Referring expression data

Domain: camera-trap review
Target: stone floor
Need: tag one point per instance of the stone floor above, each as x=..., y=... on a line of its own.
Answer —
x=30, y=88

Exercise prompt >> If a line in the entries above contains the word "floor", copy it.

Response >>
Target: stone floor
Need: tag one point per instance of the stone floor above, each as x=..., y=... on a line of its own.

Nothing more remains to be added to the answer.